EXTRACTED MATERIAL →
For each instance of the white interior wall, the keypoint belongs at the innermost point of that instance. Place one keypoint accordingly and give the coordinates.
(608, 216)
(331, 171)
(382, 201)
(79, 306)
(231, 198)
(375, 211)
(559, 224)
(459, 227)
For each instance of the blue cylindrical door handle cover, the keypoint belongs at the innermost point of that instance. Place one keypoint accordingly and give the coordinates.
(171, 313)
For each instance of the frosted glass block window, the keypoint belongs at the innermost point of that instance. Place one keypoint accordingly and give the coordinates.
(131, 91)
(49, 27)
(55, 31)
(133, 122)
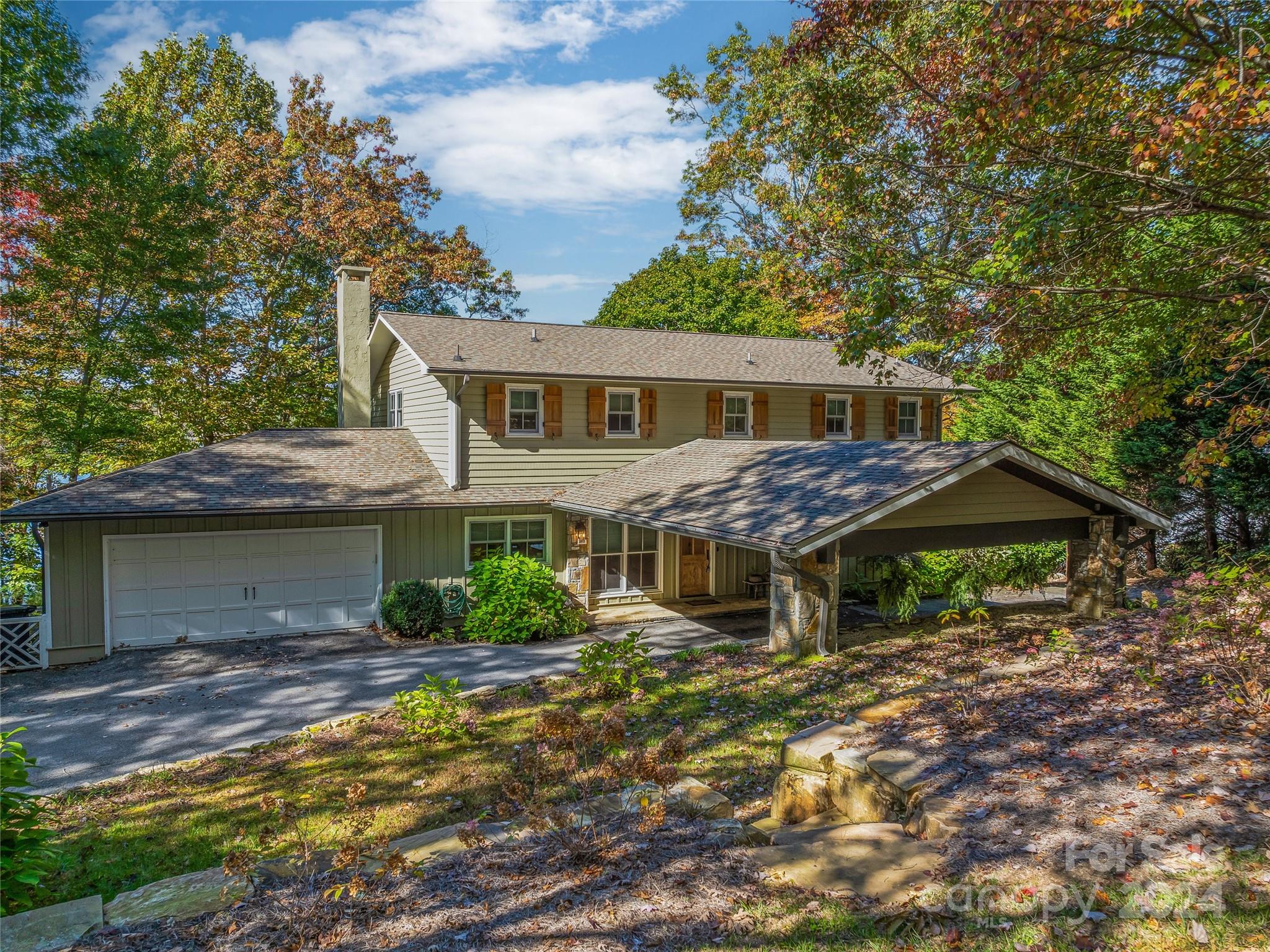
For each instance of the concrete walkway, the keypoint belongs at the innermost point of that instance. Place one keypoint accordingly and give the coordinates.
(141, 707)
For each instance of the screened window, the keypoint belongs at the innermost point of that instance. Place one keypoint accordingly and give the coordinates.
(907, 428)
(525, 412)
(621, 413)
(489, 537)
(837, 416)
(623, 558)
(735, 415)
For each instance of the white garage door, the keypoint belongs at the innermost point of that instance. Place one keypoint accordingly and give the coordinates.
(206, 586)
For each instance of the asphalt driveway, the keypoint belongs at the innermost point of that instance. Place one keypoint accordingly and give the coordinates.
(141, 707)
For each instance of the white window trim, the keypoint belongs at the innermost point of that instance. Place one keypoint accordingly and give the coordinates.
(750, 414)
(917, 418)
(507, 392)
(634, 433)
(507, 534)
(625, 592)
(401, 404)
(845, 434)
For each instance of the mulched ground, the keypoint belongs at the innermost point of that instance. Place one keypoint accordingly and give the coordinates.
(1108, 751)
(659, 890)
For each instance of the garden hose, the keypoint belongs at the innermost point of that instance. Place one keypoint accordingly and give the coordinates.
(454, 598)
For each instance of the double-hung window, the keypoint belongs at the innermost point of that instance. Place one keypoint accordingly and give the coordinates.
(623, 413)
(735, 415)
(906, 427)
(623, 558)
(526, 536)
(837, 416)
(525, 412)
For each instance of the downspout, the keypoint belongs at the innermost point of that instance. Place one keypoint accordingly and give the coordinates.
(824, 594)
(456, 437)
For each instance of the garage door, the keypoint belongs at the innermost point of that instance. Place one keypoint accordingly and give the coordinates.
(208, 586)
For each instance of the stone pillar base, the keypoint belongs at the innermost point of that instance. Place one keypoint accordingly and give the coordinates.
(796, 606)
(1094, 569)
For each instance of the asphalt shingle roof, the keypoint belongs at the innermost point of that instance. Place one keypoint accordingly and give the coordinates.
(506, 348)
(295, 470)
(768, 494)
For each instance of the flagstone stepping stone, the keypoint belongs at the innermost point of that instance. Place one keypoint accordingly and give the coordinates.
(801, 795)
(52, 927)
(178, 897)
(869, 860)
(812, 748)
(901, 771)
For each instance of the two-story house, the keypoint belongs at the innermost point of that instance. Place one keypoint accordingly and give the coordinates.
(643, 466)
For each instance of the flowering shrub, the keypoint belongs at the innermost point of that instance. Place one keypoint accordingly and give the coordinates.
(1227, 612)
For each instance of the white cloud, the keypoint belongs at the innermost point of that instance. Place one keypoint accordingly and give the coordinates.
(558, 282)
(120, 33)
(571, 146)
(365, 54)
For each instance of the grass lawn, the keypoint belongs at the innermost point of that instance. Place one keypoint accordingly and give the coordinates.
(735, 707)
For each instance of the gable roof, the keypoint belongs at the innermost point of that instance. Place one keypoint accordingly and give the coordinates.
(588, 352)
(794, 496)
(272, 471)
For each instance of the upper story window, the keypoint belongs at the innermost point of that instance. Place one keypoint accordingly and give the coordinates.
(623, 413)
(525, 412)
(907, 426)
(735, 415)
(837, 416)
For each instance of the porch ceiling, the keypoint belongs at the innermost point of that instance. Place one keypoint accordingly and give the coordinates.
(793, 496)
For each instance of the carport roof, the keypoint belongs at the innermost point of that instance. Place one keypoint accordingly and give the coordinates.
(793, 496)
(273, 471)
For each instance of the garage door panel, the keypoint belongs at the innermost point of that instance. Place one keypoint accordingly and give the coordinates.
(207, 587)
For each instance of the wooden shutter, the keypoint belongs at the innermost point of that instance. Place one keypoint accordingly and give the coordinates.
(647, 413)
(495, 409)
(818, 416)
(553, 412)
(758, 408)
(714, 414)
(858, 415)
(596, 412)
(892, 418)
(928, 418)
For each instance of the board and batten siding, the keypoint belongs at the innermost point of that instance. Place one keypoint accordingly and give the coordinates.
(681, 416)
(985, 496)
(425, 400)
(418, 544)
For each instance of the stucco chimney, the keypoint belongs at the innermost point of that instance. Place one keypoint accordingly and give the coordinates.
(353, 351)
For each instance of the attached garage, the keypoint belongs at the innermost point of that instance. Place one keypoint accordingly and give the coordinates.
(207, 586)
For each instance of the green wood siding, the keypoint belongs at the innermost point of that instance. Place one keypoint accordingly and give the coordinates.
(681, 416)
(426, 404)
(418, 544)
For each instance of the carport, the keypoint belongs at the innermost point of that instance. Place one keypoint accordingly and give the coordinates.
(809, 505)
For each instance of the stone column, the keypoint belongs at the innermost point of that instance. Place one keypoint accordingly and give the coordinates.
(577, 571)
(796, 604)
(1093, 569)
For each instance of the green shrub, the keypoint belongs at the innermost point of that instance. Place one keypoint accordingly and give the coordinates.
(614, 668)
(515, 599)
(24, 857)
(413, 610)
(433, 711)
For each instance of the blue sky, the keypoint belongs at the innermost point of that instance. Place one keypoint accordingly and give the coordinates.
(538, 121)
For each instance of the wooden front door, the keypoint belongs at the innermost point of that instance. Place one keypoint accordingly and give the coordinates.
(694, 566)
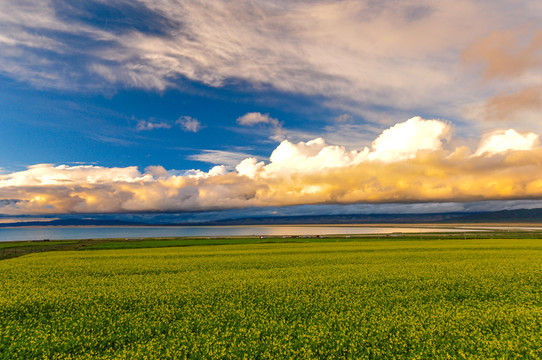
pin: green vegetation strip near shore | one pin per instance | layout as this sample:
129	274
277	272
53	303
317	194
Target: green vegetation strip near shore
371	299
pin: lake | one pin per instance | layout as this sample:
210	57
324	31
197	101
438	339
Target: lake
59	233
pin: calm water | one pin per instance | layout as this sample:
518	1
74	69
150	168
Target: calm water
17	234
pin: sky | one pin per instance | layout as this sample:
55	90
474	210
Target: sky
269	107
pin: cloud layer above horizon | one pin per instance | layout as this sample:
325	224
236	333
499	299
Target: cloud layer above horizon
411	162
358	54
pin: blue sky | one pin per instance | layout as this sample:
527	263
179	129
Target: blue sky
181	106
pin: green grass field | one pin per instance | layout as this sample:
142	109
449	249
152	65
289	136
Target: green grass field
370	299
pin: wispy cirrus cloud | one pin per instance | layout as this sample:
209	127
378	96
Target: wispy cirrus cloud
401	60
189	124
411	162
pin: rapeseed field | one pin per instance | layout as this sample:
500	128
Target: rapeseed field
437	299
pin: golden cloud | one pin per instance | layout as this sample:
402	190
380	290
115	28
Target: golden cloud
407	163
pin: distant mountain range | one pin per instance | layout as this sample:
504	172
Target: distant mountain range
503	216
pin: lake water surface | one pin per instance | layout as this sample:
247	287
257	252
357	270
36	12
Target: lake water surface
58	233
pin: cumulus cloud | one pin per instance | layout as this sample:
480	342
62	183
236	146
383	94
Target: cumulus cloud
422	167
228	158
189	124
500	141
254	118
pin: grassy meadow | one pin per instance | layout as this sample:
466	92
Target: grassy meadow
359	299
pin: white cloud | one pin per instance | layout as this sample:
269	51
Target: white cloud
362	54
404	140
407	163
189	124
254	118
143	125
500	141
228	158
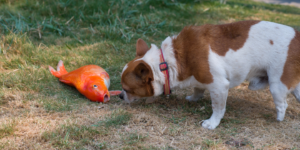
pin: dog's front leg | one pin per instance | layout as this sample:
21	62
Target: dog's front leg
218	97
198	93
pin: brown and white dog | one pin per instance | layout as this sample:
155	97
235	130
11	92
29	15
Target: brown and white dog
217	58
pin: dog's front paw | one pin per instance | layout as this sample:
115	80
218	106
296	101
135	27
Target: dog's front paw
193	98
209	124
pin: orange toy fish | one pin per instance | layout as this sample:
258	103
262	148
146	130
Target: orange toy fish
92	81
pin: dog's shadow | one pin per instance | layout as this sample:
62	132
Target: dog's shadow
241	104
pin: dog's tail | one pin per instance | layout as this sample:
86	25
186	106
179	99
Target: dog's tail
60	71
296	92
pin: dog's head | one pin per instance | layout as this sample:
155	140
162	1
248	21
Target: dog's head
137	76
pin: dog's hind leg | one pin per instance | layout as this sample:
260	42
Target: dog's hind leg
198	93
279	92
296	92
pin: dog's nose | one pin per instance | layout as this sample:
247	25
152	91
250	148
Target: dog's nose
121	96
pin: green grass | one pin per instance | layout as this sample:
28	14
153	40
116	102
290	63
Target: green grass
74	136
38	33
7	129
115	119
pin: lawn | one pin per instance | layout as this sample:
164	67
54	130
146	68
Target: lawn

WHAT IS REQUIRED → Print nothing but the lines from the line with "Target: dog's front leg" to the last line of the records above. Both of those lines count.

EXPECTED OUTPUT →
Target: dog's front leg
218	97
198	93
pin: brown and white dog | one pin per instance | layout as this sample:
155	97
235	130
11	92
29	15
Target: brown and white dog
217	58
pin: dog's front paw | one pin per instance | layout as this sample:
115	80
218	106
296	101
135	27
Target: dog's front paw
193	98
209	124
pin: orange toy fish | one pin per instance | layout as this sample:
258	103
262	148
146	130
Target: orange toy fish
92	81
pin: dog's shadow | one pin per instance | layout as this sample:
62	132
Target: dog's shadow
241	104
pin: dog's tail | one pin per instance | layout as this sample:
86	25
186	106
179	99
Target: dog's tail
60	71
296	92
pin: dog's head | one pin per instance | layout as this sample:
155	140
162	1
248	21
Target: dog's head
137	76
pin: dog's hind leg | one pin per instance | layout as this sample:
260	42
Target: dog's hind leg
198	93
279	92
296	92
pin: dog's nose | one pin per instance | layout as this sample:
247	25
152	91
250	148
Target: dog's nose
121	96
pin: green grass | one pin per instance | layout as this sample:
28	14
153	40
116	102
290	63
Target: green grass
74	136
38	33
7	129
115	119
pin: lawn | one pin per instance | layout as this sample:
164	67
54	130
146	68
Target: lawn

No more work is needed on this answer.